*** Opening SELECTED EXCERPT ***
Another contender for the Democratic presidential nomination, U.S. Senator Cory Booker, took up the themes of white nationalism and gun violence in a speech at the historically black South Carolina church where white supremacist Dylann Roof shot dead nine people in 2015.

"These acts of hatred do not happen in a vacuum," Booker said at Emanuel African Methodist Episcopal Church in Charleston. "They are harvested only once they have been planted."

The weekend's back-to-back mass shootings intensified criticism of what many say is incendiary rhetoric by Trump.

The president, who has insisted he is not a racist, said Americans must "condemn racism, bigotry and white supremacy" in a speech on Monday.

On Saturday, a gunman killed 22 people in El Paso, a Texas city on the border with Mexico. Law enforcement agencies say the suspected gunman was driven by hatred for Hispanics, citing an online manifesto apparently written by the shooter that was rife with anti-immigrant hatred.

In the second mass shooting 13 hours later, a gunman in Dayton, Ohio, fatally shot nine people, including his sister, before he was killed by police.

Trump's rhetoric, including calling Central Americans trying to enter the United States "an invasion," and his hard-line immigration policies have exposed him to renewed condemnation following the El Paso shooting.
*** Closing SELECTED EXCERPT ***
# TASKS FOR THIS EXERCISE
a) In the text on the shootings, rewrite the lines from "The weekend's back-to-back" up to and including "El Paso shooting.", replacing "gunman" with "attacker".
b) In the text on the shootings, at which church did Cory Booker give his speech?
*** Opening RECORDED INFORMATION ***
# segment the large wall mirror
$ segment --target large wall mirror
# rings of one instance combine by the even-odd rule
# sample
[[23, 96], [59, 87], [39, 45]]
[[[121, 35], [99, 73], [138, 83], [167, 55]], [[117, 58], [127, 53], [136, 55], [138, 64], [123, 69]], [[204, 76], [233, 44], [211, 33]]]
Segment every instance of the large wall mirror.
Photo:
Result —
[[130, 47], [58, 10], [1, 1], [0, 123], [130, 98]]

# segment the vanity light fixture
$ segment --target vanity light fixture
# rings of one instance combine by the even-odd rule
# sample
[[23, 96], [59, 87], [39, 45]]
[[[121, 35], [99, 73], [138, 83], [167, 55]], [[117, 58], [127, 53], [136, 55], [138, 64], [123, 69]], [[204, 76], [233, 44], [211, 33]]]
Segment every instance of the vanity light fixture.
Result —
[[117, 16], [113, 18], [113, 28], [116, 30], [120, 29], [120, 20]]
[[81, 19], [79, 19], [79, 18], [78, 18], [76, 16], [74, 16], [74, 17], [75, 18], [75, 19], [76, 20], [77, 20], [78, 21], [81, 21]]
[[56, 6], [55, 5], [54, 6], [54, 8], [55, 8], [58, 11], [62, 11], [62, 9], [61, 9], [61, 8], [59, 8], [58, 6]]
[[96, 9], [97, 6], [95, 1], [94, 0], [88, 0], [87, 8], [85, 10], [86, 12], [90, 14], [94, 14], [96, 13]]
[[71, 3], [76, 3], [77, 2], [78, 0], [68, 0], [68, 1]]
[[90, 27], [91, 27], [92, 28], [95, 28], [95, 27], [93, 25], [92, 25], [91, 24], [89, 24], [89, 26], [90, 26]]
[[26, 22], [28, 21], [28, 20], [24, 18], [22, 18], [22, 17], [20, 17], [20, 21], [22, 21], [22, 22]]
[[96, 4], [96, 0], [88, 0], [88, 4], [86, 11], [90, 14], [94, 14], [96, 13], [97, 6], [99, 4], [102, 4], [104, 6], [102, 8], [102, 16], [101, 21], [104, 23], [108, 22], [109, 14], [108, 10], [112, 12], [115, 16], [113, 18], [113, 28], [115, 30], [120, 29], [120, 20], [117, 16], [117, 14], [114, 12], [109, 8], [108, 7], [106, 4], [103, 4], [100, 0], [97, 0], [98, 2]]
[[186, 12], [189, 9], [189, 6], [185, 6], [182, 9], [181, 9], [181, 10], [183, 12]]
*** Closing RECORDED INFORMATION ***
# SOLUTIONS IN ORDER
a)
The weekend's back-to-back mass shootings intensified criticism of what many say is incendiary rhetoric by Trump.

The president, who has insisted he is not a racist, said Americans must "condemn racism, bigotry and white supremacy" in a speech on Monday.

On Saturday, a attacker killed 22 people in El Paso, a Texas city on the border with Mexico. Law enforcement agencies say the suspected attacker was driven by hatred for Hispanics, citing an online manifesto apparently written by the shooter that was rife with anti-immigrant hatred.

In the second mass shooting 13 hours later, a attacker in Dayton, Ohio, fatally shot nine people, including his sister, before he was killed by police.

Trump's rhetoric, including calling Central Americans trying to enter the United States "an invasion," and his hard-line immigration policies have exposed him to renewed condemnation following the El Paso shooting.

b) Emanuel African Methodist Episcopal Church in Charleston, South Carolina